GOAL
Count the lines in the listing below that contain the string "purple", treating uppercase and lowercase as different. Reply with the number alone.

= = =

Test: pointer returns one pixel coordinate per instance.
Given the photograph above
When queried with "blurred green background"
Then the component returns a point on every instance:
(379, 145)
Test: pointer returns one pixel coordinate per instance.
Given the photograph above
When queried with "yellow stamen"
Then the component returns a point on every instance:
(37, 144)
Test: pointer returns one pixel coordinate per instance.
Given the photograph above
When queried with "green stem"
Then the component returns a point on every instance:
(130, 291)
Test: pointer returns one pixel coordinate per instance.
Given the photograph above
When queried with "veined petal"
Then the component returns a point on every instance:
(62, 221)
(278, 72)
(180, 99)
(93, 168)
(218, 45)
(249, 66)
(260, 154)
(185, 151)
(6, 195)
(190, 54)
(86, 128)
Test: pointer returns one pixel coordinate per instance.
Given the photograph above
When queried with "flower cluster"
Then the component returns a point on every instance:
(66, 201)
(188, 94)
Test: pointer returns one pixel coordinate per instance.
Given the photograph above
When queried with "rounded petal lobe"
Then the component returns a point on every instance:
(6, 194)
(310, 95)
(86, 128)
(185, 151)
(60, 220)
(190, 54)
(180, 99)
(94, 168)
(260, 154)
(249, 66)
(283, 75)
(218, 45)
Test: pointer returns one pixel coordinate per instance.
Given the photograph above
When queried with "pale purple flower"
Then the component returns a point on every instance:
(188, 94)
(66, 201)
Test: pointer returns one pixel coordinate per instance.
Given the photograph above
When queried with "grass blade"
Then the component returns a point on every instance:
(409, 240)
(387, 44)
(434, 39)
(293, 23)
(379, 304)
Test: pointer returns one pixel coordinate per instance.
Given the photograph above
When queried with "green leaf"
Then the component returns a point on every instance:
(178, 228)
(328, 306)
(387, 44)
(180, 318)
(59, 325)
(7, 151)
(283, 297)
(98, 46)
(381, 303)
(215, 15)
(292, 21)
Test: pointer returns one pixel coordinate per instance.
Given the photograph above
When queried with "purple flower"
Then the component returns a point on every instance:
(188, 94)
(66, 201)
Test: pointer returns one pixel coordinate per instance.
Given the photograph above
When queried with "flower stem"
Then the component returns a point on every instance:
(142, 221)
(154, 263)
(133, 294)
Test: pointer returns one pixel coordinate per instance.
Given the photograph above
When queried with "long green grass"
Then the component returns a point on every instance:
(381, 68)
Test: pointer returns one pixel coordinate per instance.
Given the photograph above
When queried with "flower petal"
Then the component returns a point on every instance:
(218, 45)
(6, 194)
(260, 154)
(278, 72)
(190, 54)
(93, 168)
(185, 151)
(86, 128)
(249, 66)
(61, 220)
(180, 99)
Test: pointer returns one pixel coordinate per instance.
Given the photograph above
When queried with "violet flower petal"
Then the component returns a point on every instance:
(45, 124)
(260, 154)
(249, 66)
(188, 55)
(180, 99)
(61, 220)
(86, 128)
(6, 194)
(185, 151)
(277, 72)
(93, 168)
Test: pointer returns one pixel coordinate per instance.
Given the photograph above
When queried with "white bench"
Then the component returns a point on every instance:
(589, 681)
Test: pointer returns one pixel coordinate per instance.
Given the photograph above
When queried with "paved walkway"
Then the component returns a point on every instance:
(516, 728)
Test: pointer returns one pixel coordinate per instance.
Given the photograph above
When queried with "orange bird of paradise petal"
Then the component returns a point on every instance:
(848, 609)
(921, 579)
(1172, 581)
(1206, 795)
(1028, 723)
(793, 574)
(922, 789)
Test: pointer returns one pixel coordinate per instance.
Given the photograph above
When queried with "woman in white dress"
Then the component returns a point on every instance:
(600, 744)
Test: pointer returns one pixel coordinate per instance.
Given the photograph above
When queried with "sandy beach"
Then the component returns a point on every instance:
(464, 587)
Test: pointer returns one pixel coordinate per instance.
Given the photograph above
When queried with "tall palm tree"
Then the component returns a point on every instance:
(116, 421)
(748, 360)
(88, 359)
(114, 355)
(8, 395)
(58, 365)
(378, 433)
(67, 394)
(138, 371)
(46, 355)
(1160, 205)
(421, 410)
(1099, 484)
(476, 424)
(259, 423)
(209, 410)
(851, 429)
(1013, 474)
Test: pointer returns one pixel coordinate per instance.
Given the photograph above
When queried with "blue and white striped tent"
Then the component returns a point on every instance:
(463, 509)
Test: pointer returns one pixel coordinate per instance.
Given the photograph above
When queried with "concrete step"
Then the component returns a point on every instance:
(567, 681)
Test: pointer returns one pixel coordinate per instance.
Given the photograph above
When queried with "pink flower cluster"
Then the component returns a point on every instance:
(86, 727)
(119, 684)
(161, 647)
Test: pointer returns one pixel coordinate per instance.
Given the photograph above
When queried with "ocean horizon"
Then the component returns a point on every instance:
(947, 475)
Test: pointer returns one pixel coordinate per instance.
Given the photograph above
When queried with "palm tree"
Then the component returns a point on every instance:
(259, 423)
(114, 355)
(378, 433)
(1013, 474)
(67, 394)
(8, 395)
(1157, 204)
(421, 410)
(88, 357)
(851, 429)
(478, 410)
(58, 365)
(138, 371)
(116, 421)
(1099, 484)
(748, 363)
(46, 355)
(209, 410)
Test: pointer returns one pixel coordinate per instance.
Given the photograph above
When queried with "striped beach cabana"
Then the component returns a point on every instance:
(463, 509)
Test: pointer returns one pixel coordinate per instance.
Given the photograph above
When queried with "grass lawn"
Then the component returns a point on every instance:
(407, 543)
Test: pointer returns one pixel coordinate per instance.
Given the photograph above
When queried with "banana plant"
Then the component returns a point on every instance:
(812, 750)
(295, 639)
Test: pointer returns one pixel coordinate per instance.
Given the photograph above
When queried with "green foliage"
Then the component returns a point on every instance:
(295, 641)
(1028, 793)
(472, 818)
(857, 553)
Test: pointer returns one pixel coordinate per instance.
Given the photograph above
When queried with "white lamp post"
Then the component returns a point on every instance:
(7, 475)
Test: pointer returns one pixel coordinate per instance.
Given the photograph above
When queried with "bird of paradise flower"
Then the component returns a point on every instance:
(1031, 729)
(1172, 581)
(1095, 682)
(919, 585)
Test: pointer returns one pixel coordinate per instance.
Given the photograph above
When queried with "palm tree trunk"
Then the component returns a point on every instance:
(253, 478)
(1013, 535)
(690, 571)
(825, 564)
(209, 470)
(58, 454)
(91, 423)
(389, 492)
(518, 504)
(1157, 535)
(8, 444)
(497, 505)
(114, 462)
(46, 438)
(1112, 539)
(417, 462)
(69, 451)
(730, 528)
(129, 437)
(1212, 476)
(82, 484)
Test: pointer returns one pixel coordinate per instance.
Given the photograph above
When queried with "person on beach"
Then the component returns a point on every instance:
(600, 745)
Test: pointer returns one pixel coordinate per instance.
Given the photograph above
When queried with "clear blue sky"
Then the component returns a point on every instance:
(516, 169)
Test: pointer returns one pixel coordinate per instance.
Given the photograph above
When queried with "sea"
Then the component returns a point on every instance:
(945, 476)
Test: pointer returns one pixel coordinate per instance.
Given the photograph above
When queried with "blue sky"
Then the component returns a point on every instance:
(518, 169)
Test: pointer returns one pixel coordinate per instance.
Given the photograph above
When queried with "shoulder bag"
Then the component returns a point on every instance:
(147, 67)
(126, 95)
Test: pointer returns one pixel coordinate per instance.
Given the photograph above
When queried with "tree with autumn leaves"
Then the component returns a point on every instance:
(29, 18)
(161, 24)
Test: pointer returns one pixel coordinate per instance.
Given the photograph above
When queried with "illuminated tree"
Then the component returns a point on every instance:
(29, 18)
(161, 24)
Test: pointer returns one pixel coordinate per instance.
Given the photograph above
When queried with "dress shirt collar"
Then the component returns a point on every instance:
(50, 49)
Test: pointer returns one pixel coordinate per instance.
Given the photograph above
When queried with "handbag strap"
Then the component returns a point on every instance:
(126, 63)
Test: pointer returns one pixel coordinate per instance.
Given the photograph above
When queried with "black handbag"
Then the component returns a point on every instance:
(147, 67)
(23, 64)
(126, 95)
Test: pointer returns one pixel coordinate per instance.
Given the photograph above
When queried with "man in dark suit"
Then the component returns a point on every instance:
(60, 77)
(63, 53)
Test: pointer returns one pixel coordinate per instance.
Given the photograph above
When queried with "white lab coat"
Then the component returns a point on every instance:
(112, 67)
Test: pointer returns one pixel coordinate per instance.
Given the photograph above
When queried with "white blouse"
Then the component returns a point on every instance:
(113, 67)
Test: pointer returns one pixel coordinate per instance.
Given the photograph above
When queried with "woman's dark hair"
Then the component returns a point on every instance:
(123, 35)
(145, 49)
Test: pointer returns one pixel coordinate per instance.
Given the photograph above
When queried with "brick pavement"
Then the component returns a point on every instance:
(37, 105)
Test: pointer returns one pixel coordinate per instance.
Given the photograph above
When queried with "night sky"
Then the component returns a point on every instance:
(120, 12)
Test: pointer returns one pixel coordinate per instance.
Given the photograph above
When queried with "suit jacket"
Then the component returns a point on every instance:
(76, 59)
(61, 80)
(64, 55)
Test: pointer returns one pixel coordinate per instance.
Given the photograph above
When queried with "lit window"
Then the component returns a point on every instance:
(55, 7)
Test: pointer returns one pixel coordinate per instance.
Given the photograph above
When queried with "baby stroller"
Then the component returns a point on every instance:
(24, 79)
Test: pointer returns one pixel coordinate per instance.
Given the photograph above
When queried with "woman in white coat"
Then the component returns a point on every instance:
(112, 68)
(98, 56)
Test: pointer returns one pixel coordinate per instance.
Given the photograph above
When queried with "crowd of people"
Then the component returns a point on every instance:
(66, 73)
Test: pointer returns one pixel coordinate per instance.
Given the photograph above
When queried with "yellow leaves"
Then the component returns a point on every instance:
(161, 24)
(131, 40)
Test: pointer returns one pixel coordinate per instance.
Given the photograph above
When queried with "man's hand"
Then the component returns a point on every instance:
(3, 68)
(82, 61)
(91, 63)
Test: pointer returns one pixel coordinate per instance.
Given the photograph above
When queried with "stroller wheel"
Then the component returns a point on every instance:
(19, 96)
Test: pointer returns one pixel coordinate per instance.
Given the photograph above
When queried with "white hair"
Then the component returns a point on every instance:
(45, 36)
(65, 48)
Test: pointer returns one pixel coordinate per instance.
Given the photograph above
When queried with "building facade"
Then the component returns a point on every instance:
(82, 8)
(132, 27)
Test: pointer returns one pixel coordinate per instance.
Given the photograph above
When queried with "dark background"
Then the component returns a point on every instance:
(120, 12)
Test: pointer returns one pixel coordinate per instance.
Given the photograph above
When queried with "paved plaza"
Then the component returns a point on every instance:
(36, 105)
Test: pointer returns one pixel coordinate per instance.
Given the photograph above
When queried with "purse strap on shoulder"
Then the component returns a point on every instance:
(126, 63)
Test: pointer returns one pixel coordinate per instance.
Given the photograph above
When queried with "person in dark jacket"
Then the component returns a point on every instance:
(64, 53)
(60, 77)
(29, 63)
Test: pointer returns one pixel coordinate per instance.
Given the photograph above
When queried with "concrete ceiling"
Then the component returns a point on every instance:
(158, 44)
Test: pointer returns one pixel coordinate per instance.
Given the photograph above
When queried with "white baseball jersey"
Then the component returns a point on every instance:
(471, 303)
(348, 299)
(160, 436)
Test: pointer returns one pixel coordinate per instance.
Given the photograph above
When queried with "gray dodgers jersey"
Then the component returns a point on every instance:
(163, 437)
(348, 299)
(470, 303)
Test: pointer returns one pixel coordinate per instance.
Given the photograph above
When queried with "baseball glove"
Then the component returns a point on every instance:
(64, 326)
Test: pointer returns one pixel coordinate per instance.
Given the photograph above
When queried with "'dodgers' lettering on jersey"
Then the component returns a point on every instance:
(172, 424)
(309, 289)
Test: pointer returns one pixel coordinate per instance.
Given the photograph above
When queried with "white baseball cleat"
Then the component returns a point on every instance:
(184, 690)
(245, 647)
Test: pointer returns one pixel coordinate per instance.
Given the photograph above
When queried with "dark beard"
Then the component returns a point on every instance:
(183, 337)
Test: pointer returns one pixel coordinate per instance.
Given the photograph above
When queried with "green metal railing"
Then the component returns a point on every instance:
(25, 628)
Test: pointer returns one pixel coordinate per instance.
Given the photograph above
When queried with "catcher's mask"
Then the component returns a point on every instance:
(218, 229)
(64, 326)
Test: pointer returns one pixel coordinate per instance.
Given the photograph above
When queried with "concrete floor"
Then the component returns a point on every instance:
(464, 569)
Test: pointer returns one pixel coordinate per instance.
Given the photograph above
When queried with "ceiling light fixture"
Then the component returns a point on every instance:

= = =

TASK OUTPUT
2